## Things to do:
• 1. According to the winter morning journal entry, what was the windchill?
• 2. Reproduce the winter morning journal entry word for word, from "Micro-flurries drift like" to "voles and shrews.".
• 3. Resume the winter morning journal entry after its final sentence, in the same clipped style.

[START Text passage]

7:08 a.m. (sunrise one minute earlier than yesterday). 3 degrees, wind NNW
11 mph (windchill -13 degrees). Sky: pallid and charmless, more white than
blue. The snow squeaks. The wind whines. The air stings. Like gates gone
amuck, pines crepitate with a brittle, frenzied cacophony. I'm
bundled, dressed as one of the rolly-polly Teletubbies, the brown one.
Micro-flurries drift like black-and-white television static. Permanent
streams: lower, an icy highway for a wandering mink. Fresh tracks on powder
snow, two by two. Never leaves the streambed. Over fallen trees and tangled
branches, belly denting snow. Under the road and the snowmobile bridge,
into a jungle of reeds. The owl's marsh, rife with voles and shrews.
Wetlands: for the mink, a welcoming freezer chest. For the barred owl, a
high-energy competitor, another strand in the weft and warp of the food
web. Pileated keeps to himself. The silence of the squirrels. Pond: crossed
by a coyote, otherwise, as Yogi Berra said, in 1961, after Mickey Mantle
and Roger Maris hit back-to-back home runs, *It's* *deja vu all over again*.

[END Text passage]
[START Extracted entries]

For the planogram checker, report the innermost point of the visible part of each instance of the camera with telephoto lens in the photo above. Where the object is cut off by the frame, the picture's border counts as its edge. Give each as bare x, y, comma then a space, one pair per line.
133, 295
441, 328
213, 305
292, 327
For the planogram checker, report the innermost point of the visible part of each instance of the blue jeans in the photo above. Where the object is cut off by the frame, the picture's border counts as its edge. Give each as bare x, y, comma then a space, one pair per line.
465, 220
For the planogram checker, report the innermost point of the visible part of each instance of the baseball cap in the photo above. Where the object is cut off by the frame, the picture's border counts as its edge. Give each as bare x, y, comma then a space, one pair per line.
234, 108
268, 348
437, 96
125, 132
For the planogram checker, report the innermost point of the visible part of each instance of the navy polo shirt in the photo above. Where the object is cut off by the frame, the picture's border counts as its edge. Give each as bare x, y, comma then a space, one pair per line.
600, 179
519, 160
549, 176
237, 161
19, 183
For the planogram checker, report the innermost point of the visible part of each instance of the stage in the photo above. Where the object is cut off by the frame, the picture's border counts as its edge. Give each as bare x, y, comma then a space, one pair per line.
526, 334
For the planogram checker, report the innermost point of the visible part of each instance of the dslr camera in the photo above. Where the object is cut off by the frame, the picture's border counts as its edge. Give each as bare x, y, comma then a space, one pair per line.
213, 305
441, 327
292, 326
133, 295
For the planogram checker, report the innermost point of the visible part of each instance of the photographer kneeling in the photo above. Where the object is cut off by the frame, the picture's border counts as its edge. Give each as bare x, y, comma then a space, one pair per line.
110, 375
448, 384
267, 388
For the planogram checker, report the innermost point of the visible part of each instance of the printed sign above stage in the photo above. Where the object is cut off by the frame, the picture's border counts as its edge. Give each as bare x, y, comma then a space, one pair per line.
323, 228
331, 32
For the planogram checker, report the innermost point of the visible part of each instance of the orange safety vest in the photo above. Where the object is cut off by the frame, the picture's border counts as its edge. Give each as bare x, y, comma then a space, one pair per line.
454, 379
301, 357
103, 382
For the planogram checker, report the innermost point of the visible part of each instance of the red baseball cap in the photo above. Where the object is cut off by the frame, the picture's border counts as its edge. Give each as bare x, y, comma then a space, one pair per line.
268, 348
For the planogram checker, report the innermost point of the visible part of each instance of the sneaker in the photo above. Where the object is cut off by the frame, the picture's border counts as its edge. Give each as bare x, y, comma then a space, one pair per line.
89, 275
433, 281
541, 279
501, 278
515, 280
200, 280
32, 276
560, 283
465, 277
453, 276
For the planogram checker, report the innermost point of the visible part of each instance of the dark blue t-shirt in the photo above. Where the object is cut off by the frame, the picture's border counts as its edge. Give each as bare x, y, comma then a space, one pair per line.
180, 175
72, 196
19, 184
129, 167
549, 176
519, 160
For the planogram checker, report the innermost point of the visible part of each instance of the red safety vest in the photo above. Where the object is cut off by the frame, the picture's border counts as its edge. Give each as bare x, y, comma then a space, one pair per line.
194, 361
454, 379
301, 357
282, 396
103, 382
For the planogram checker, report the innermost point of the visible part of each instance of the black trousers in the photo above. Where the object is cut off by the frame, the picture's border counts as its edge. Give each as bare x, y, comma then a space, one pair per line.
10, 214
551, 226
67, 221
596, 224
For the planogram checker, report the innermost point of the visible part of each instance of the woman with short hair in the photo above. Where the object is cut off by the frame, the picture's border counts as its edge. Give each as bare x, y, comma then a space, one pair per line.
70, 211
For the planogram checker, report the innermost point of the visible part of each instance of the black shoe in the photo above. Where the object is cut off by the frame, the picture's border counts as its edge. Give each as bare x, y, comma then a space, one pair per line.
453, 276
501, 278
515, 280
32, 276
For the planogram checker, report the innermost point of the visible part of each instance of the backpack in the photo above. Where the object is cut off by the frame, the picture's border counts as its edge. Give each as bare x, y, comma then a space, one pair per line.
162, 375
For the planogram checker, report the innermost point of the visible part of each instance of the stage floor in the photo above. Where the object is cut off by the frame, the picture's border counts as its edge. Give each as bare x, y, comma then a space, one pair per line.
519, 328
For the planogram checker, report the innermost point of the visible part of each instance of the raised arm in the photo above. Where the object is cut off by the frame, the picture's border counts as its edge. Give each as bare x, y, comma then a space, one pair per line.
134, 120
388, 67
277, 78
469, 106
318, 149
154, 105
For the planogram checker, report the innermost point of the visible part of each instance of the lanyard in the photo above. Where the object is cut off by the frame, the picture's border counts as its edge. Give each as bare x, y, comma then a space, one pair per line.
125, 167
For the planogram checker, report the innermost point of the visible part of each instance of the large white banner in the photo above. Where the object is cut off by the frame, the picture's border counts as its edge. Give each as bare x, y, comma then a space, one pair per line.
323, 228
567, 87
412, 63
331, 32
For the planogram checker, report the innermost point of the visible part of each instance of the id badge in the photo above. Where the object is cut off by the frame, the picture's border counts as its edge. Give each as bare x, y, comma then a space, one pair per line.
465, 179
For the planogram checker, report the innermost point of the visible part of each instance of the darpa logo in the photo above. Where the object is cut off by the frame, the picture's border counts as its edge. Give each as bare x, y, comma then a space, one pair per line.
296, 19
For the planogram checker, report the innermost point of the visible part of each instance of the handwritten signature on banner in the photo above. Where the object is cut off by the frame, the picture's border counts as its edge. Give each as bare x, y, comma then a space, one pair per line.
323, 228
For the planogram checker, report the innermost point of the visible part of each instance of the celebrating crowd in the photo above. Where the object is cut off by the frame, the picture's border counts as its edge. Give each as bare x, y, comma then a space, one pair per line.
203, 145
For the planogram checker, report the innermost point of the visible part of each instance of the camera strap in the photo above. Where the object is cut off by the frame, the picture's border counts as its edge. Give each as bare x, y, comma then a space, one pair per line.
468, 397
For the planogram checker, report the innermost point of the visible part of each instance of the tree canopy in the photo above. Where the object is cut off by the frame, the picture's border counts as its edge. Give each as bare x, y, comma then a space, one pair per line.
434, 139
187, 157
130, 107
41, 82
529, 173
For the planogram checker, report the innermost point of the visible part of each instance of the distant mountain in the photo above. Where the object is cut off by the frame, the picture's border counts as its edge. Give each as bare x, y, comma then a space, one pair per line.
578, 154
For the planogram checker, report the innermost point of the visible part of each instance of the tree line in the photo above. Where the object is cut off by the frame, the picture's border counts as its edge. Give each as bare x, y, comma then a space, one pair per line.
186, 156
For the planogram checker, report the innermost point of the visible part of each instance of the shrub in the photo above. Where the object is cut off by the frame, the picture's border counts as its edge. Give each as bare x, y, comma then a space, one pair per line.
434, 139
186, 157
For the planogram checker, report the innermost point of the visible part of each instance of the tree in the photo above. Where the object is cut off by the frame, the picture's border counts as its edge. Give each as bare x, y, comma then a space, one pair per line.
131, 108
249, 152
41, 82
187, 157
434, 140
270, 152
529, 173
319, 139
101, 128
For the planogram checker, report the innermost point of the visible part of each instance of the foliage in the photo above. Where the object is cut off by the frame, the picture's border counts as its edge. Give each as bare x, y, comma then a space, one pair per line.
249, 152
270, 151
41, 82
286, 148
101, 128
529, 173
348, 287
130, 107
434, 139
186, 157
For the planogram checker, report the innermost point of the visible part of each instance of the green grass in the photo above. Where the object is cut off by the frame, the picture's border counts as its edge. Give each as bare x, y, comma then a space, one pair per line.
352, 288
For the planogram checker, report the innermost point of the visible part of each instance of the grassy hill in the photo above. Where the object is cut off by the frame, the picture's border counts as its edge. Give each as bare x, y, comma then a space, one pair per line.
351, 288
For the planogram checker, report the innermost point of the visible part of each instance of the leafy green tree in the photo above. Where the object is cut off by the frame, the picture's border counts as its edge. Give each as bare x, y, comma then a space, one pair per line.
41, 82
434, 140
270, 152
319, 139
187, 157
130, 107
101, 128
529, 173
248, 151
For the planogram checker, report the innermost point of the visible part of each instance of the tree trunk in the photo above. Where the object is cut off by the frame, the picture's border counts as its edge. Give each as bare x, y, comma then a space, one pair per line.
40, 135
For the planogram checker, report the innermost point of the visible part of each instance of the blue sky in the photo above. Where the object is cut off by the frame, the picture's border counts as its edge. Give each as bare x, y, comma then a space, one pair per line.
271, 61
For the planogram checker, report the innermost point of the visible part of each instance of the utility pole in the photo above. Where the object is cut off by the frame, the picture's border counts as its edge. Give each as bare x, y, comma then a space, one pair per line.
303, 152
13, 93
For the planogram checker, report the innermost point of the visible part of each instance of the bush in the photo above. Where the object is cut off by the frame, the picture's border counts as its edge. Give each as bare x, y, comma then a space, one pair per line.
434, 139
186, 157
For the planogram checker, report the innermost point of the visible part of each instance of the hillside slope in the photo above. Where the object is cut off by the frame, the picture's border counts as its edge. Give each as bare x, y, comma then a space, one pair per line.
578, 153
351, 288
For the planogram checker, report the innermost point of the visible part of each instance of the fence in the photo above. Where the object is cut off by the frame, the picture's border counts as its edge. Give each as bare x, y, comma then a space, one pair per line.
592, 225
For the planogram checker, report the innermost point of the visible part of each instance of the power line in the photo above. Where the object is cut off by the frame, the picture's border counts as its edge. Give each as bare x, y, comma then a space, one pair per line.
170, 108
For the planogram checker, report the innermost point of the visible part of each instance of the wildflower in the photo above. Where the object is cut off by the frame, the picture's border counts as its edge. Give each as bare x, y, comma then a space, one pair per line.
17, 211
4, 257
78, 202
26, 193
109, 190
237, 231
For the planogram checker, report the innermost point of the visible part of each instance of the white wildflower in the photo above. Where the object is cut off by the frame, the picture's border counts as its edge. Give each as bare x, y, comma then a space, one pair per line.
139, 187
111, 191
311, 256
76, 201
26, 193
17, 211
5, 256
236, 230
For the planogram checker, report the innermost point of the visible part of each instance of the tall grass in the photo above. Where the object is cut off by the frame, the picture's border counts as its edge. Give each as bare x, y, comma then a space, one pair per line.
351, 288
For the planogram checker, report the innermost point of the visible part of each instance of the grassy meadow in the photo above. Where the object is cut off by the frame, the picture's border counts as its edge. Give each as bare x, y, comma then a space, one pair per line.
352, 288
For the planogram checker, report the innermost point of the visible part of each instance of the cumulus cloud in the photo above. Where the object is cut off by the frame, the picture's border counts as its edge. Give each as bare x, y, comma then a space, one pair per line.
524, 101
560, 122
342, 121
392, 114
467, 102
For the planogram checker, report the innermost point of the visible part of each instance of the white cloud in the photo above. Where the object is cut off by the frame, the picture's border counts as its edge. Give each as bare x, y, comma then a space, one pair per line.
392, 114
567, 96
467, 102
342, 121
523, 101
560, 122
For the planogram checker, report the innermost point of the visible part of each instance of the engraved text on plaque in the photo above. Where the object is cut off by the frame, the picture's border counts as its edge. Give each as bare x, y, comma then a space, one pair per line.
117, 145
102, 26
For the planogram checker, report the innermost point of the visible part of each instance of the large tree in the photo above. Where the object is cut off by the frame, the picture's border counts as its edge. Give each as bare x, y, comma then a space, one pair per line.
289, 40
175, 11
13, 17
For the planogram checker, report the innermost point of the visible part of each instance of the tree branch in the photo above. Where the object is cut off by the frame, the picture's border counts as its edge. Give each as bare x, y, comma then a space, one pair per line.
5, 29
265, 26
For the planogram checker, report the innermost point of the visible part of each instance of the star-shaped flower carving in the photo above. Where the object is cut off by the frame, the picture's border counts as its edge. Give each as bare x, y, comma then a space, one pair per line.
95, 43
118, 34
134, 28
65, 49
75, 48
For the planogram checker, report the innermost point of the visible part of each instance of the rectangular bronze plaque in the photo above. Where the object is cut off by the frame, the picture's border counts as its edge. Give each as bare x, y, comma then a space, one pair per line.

[END Extracted entries]

## The replies:
• 1. -13 degrees

• 2.
Micro-flurries drift like black-and-white television static. Permanent
streams: lower, an icy highway for a wandering mink. Fresh tracks on powder
snow, two by two. Never leaves the streambed. Over fallen trees and tangled
branches, belly denting snow. Under the road and the snowmobile bridge,
into a jungle of reeds. The owl's marsh, rife with voles and shrews.

• 3.
A red squirrel digs out three shallow caches of pine nuts. Feeds and
leaves, breakfast on the run. Gray squirrels, which stayed put until the
sun crested the horizon, assemble at the feeders. Joined by six jays, two
hairy and one downy woodpecker, seven grit-gathering doves, two titmice,
and numerous chickadees, too jazzed to accurately count. Nuthatches, both
species, deeper in the woods, feeding themselves without my help.
It's been almost a year since I've left Vermont. Being stuck at home
certainly has drawbacks, but I dwell in a landscape of streams and hills
and a sprawling marsh, where chickadees enliven dark mornings. Life could
be a lot worse.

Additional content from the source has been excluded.